━━━ Material

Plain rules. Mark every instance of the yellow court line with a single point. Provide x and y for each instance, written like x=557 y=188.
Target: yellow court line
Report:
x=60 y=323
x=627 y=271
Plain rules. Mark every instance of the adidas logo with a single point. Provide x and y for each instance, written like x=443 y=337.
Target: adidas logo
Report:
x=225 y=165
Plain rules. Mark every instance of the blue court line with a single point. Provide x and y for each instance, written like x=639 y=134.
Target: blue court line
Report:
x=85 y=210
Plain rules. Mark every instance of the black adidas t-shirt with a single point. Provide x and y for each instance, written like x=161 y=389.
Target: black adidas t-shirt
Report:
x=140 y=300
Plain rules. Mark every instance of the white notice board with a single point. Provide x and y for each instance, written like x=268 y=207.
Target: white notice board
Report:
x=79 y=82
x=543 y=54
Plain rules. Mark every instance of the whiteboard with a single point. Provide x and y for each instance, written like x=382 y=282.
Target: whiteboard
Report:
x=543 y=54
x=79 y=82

━━━━━━

Please print every line of the material above again, word for word and in the same order.

> _Exercise output_:
Plain rules. Mark every instance of the yellow court line with a single point. Provide x and y for each instance, written like x=557 y=188.
Target: yellow court line
Report:
x=60 y=323
x=627 y=271
Plain rules. Mark every instance of the adidas logo with a single point. Provide x and y for each instance, written like x=443 y=337.
Target: adidas logo
Report:
x=225 y=165
Plain rules. Mark every instance of the blue court line with a single point. Provide x and y for each instance, written like x=639 y=134.
Target: blue court line
Report:
x=85 y=210
Plain rules. Mark every instance of the black adidas t-shirt with a single point. Provide x and y for each instance, written like x=161 y=389.
Target: black adidas t-shirt
Report:
x=140 y=300
Plain rules. Mark every instance of the white notice board with a single point. Provide x and y for each instance, written like x=268 y=207.
Target: white notice board
Report:
x=79 y=82
x=543 y=54
Plain rules. Mark every instance of the whiteboard with a single point. Provide x and y for each instance, written like x=382 y=282.
Target: whiteboard
Report:
x=543 y=54
x=79 y=82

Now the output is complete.